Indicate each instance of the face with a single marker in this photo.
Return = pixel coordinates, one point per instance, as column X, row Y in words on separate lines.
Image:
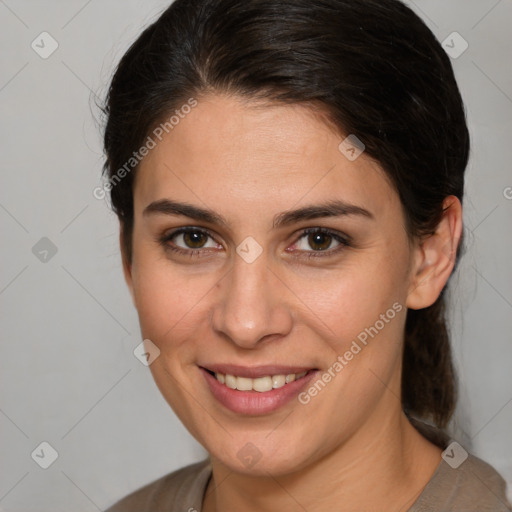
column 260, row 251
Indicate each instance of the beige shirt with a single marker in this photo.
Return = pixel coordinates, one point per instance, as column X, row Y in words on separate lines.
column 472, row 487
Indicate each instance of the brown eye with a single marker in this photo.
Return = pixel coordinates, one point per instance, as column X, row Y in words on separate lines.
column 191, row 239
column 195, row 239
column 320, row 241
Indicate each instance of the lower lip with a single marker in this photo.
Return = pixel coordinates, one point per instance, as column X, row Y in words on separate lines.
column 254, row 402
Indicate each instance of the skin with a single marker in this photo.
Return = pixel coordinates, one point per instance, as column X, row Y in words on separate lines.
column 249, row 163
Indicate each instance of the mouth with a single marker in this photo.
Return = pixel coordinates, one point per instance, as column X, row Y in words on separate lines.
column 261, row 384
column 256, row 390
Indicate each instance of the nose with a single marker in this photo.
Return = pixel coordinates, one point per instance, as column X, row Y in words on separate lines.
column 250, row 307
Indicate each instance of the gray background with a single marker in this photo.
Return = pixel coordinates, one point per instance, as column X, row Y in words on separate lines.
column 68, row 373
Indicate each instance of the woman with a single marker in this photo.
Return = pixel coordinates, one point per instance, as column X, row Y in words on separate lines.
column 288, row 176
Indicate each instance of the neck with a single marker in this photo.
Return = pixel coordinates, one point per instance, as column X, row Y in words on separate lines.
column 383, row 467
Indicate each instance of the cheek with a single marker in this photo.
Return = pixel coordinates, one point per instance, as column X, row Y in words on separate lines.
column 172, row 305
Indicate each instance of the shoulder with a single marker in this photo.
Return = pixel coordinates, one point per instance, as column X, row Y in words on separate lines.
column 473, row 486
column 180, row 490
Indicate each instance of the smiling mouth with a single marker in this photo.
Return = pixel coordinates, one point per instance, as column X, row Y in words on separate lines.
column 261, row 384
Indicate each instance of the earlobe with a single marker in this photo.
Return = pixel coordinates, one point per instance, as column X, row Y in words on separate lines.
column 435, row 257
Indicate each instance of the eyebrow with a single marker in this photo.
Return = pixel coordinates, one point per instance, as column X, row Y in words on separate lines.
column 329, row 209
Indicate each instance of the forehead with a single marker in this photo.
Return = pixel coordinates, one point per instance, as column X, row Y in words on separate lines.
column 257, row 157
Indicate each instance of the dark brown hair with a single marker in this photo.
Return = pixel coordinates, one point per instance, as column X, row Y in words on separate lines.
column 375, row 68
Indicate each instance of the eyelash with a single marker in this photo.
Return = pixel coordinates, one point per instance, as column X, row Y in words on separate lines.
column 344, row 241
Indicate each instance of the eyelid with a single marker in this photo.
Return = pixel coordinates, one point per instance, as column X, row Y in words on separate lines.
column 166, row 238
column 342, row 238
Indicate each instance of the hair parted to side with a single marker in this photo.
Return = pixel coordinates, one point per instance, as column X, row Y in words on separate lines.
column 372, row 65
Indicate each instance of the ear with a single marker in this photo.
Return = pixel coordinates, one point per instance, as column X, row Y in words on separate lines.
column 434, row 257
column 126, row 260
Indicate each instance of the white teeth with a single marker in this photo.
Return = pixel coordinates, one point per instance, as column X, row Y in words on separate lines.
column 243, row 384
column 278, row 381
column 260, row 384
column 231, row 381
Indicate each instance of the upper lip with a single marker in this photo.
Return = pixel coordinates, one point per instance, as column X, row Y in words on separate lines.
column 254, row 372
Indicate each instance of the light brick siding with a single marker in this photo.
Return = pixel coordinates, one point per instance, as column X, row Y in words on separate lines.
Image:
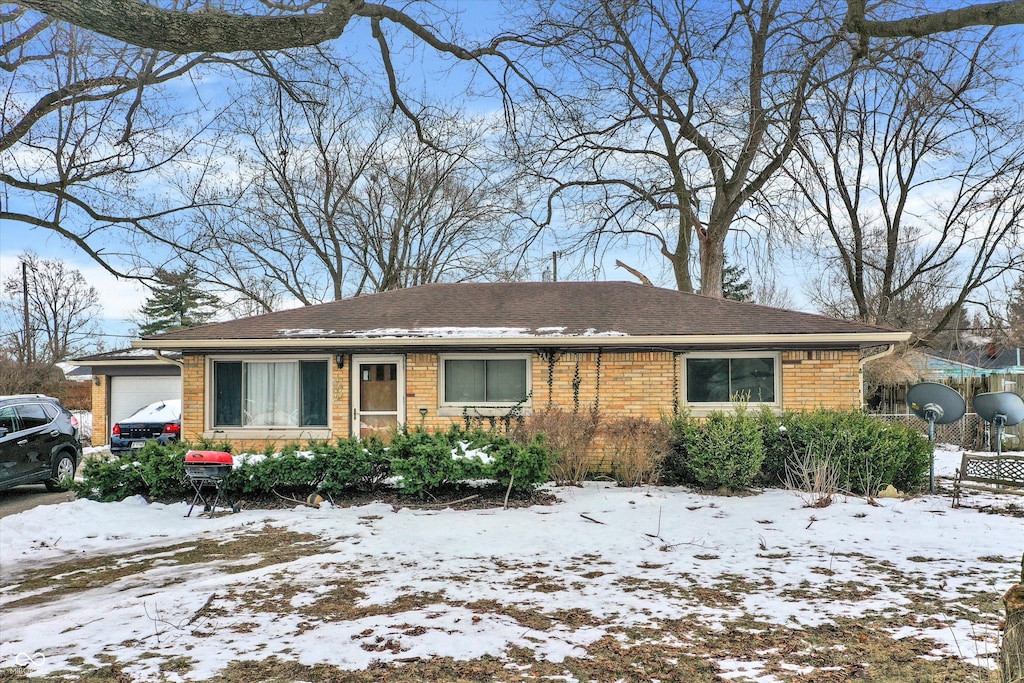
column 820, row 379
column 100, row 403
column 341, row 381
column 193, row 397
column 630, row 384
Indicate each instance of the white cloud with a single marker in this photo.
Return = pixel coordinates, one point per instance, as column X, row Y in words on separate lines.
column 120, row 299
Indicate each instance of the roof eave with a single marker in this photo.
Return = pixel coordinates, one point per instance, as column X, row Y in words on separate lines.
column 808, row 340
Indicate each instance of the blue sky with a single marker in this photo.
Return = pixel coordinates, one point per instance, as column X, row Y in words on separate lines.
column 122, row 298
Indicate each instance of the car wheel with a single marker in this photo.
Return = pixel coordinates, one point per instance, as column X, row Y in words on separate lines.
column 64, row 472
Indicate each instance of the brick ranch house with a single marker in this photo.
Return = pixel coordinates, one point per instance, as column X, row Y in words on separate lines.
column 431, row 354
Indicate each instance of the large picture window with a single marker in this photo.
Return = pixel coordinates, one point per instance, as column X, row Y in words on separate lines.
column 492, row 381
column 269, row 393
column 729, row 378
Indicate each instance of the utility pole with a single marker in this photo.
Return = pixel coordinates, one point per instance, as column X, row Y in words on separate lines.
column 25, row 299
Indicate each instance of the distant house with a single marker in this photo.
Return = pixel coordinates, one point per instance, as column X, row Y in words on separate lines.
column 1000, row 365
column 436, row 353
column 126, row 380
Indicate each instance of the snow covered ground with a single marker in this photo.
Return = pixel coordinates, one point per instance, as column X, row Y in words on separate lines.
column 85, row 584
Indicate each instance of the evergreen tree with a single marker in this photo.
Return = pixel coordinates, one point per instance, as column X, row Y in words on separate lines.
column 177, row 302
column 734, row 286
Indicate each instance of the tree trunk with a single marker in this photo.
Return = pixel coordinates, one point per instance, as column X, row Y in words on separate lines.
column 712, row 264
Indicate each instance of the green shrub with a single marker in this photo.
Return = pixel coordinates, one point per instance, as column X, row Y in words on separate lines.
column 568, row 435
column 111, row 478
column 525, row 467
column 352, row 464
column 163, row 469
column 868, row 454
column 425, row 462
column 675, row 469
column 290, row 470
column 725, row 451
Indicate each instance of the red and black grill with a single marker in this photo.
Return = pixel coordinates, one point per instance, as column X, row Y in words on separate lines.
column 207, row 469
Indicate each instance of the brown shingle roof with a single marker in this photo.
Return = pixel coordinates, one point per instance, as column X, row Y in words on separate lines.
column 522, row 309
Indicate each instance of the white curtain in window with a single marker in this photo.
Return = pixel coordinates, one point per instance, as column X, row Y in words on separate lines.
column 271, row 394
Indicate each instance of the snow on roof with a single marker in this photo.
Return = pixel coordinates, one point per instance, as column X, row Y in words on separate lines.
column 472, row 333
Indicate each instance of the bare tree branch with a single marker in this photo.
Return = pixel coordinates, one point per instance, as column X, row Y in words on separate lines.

Given instruction: Extract the full text of all the records above without changing a word, and leave out the pictures.

Finished answer:
Indicate each instance of the face with a single marker in this photo.
Return = pixel coordinates, one point per instance, as column X, row Y in words on separate lines.
Image:
column 260, row 251
Indicate each instance of the beige shirt with a single marker in this photo.
Return = pixel coordinates, one point per instance, as column X, row Y in words on separate lines.
column 472, row 487
Indicate each instance of the brown eye with a single marker in this photo.
Return = pixel coordinates, one point per instance, as column X, row Y in words on separate lines.
column 191, row 239
column 195, row 239
column 320, row 241
Indicate each instance of the lower lip with a single marker in this photo.
Return = pixel coordinates, one point per instance, as column X, row Y in words on separate lines.
column 254, row 402
Indicate each instance of the skin with a single marker in this photo.
Return = pixel coordinates, one point per instance, as column X, row Y in words on separate lines.
column 249, row 163
Indicate each instance of the mouth with a single marker in this photo.
Return = pixel coordinates, one point per instance, as column X, row Y in words on separate lines.
column 261, row 384
column 256, row 390
Indicate each instance of the nose with a single marker in this photo.
Return = pixel coordinates, one point per instance, as column X, row Y in words on separate lines.
column 250, row 307
Indicate each instance of the gray background with a single marker in this photo.
Return = pixel coordinates, one point per instance, as column X, row Y in words on separate lines.
column 68, row 373
Indicate each instance of the woman with a single marker in this photo.
Return = pixel coordinates, one point per instance, as column X, row Y in words on separate lines.
column 288, row 176
Indicate each instance of the neck with a single marker in this photo.
Return = pixel coordinates, one point per instance, as column X, row Y in words on separate lines.
column 383, row 467
Indicate each instance of the cheek with a single marker in this photo.
Return = pixel coordinates, one point per instance, as column X, row Y in words on separate lines.
column 172, row 305
Indicate each instance of the shoulder with a single marker in this photo.
Return = pixel coordinates, one point per instance, as column X, row Y in words on separate lines.
column 473, row 486
column 180, row 490
Indicate each instance of the smiling mouth with a single marker in this photo.
Return = pixel coordinates, one point per instance, as column X, row Y in words on separate lines.
column 261, row 384
Indicate each instance of the earlobe with a single marker in this photo.
Return = pixel coordinates, one point per instance, as column X, row Y in words on separate lines.
column 435, row 257
Indicate each instance of the eyebrow with a single marker in this photo.
Return = pixel coordinates, one point per instance, as column X, row Y in words on separate lines.
column 329, row 209
Indicate each instance of the forehead with a single marker in this photo.
Return = pixel coordinates, one point per instance, as column X, row Y in words on separate lines.
column 257, row 157
Indicate each instance of the dark brown hair with a single marker in this photo.
Return = pixel coordinates, one point per instance, as column X, row Y in words on separate lines.
column 375, row 68
Indicate each instance of the eyelash with a single marker in this photo.
Return = pixel coordinates, one point per instance, as column X, row Y in words on separate lines.
column 344, row 241
Indicate each instance of the eyelid with a single marker in this photo.
Return = pixel coordinates, one point per instance, as column X, row Y in words on separate lines.
column 166, row 238
column 342, row 238
Indicate each instance of the hair parted to side with a single marker in this photo.
Return = pixel coordinates, one point per instance, as column X, row Y in words on separate lines.
column 372, row 65
Indicate each instance of the ear with a single marker in this photo.
Return = pixel coordinates, one point per instance, as column X, row Y in words on separate lines.
column 434, row 257
column 126, row 260
Indicate each instance of the white teeth with a single marker in this photo.
Return = pixel coordinates, one point per instance, as column X, row Y in words on separate lines.
column 243, row 384
column 278, row 381
column 260, row 384
column 231, row 381
Indicate each instance of the upper lip with a single marker in this photo.
Return = pixel coordinates, one point per instance, as column X, row Y in words on separate lines.
column 254, row 372
Indicate each instance of the light brick siding with a single marker in this photo.
Return = pixel coordinates, one point per instance, as column X, row Y in words on separate lines.
Image:
column 820, row 379
column 100, row 403
column 341, row 381
column 193, row 397
column 630, row 384
Indicate each instance of the white cloud with a single marker in this photo.
Return = pixel coordinates, one point per instance, as column X, row Y in words on separate lines.
column 120, row 299
Indicate each instance of the roof eave with a single marker in this photo.
Return = pixel coordinates, one point per instance, as column X, row Y in words on separate lines.
column 808, row 340
Indicate each instance of the blue sky with a single marker in this photo.
Return = pixel coordinates, one point per instance, as column X, row Y in words on separate lines.
column 122, row 298
Indicate each instance of the car wheel with a single marker in this photo.
Return = pixel coordinates, one point per instance, as column X, row Y in words on separate lines.
column 64, row 472
Indicate each instance of the brick ranch house with a single marker in this photo.
Return = pixel coordinates, one point per instance, as column X, row Y in words on separate lines.
column 431, row 354
Indicate each instance of the large picture window with a single marker in this photo.
Return = pixel coordinates, one point per instance, as column X, row Y in words on separate lines.
column 492, row 381
column 269, row 393
column 729, row 378
Indicate each instance of the utility pole with a single marker in this photo.
Return = pixel coordinates, one point per instance, as column X, row Y in words on separate lines.
column 25, row 299
Indicate each instance of the distant house with a single marker in this photo.
Return = pixel coordinates, one point per instance, as column X, row Y in words on separate lines.
column 1000, row 365
column 436, row 353
column 126, row 380
Indicate each instance of the snow covered ground with a single marker in this photo.
Return = pixel coordinates, one point per instance, as column X, row Y in words on separate lines.
column 85, row 584
Indicate each instance of the evergreen tree with a single marker in this photo.
Return = pixel coordinates, one point per instance, as column X, row Y in words on separate lines.
column 177, row 302
column 734, row 286
Indicate each instance of the tree trunk with a single marker in this photo.
Return = pixel coordinates, one point per instance, as column X, row Y in words on separate lines.
column 712, row 264
Indicate each instance of the green shrub with a single marker in this photo.
Return = pixel coordinates, one point per instance, as column X, row Y in words on separate lines.
column 568, row 435
column 111, row 478
column 525, row 467
column 352, row 464
column 163, row 469
column 868, row 454
column 425, row 462
column 675, row 469
column 290, row 470
column 725, row 451
Indicate each instance of the red and black grill with a single marker in this photo.
Return = pixel coordinates, one point per instance, as column X, row Y in words on separate lines.
column 207, row 469
Indicate each instance of the brown shingle roof with a single marker in this photo.
Return = pixel coordinates, one point per instance, as column X, row Y in words on separate lines.
column 522, row 309
Indicate each instance of the white curtain in window with a single marker in this photo.
Return = pixel coordinates, one point per instance, as column X, row Y in words on separate lines.
column 271, row 394
Indicate each instance of the snow on roof with a single marker in this photo.
Return = pixel coordinates, one point per instance, as column X, row Y in words on separate lines.
column 472, row 333
Indicate each instance of the bare tree branch with a single marker in this photo.
Return = pixel coordinates, one point per instance, as column X, row Y in words on separate lines.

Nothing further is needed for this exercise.